[Collected data entries]
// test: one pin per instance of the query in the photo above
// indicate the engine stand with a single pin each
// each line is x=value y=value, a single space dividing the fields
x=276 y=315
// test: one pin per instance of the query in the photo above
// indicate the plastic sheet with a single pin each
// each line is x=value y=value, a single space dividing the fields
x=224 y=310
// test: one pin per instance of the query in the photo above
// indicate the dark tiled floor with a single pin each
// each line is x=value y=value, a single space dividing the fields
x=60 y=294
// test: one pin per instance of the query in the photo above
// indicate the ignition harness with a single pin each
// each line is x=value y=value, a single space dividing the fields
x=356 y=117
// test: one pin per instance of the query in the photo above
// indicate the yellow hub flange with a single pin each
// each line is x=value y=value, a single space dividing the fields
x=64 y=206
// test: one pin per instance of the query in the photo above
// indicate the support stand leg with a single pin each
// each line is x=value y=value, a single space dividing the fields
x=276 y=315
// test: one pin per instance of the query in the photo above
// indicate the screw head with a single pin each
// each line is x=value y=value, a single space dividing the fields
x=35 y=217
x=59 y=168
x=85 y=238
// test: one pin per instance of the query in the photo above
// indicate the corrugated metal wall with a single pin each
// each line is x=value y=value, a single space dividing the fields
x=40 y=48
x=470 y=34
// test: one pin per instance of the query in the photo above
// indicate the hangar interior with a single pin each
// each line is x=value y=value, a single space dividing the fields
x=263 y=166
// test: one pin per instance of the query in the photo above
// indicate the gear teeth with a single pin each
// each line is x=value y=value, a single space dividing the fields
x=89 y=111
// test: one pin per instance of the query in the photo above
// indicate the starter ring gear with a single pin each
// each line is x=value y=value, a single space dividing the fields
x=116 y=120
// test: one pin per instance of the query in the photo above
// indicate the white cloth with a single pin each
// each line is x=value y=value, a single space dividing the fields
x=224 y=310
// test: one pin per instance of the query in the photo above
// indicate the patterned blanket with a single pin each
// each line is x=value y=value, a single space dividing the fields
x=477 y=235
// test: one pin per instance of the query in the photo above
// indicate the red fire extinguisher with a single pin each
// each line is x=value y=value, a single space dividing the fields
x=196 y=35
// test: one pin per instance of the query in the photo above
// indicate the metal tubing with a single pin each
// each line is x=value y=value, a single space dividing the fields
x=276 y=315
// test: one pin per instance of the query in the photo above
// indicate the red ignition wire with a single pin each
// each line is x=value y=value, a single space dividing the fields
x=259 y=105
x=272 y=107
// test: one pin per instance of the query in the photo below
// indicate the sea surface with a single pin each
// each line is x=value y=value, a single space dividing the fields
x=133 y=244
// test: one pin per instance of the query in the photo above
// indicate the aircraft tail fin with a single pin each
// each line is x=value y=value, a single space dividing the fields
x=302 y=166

Assigned task: Word for word, repeat every entry listed above.

Exercise response:
// test: one pin per instance of the query in the photo above
// indicate the engine stand with a single pin each
// each line is x=value y=value, a single space dividing the fields
x=276 y=315
// test: one pin per instance of the query in the photo above
// indicate the plastic sheet with a single pin each
// each line is x=value y=value, a single space dividing the fields
x=224 y=310
// test: one pin per instance of the query in the photo above
// indicate the dark tiled floor with a single pin each
// each line is x=value y=value, a single space dividing the fields
x=60 y=294
// test: one pin per instance of the query in the photo above
// indicate the ignition harness with a single pin each
// each line is x=value y=value, a single space dividing the fields
x=356 y=117
// test: one pin per instance of the query in the photo above
// indicate the yellow hub flange with a single pin each
// each line is x=value y=value, a single space dividing the fields
x=64 y=206
// test: one pin per instance of the query in the photo above
// indicate the support stand leg with a single pin each
// each line is x=value y=value, a single space dividing the fields
x=276 y=315
// test: one pin per instance of the query in the photo above
// indicate the screw head with a single pin each
// each line is x=value y=value, a single space dividing the fields
x=35 y=217
x=59 y=168
x=85 y=238
// test: one pin per instance of the query in the photo above
// indicate the corrugated metal wall with a single pin each
// each line is x=value y=value, a single space dividing the fields
x=40 y=48
x=470 y=34
// test: one pin per instance of the query in the photo above
// indicate the hangar interior with a single pin each
// each line is x=value y=value, a single space dividing the fields
x=263 y=166
// test: one pin per instance of the query in the photo above
// indicate the gear teeth with a single pin each
// each line is x=value y=value, a single space dividing the fields
x=89 y=111
// test: one pin per instance of the query in the photo above
// indicate the starter ring gear with a single pin each
// each line is x=value y=value, a single space dividing the fields
x=116 y=120
// test: one pin per instance of the query in the photo above
// indicate the white cloth with a single pin each
// each line is x=value y=value, a single space dividing the fields
x=224 y=310
// test: one pin per instance of the query in the photo above
// indicate the patterned blanket with a single pin each
// each line is x=value y=value, a single space dividing the fields
x=477 y=235
// test: one pin per instance of the query in the photo above
// indicate the red fire extinguisher with a single pin each
// each line is x=value y=value, a single space dividing the fields
x=196 y=35
// test: one pin per instance of the query in the photo above
// indicate the metal tubing with a single pin each
// each line is x=value y=value, a single space dividing the fields
x=276 y=315
// test: one pin per instance of the query in the photo above
// indicate the red ignition wire with a single pin each
// each line is x=value y=value, a single space dividing the fields
x=259 y=105
x=272 y=107
// test: one pin per instance of the query in the photo below
// indicate the sea surface with a single pin each
// each line is x=value y=value, a single space dividing the fields
x=133 y=244
// test: one pin per instance of the query in the photo above
// indicate the aircraft tail fin with a single pin each
// each line is x=value y=value, a single space dividing the fields
x=302 y=166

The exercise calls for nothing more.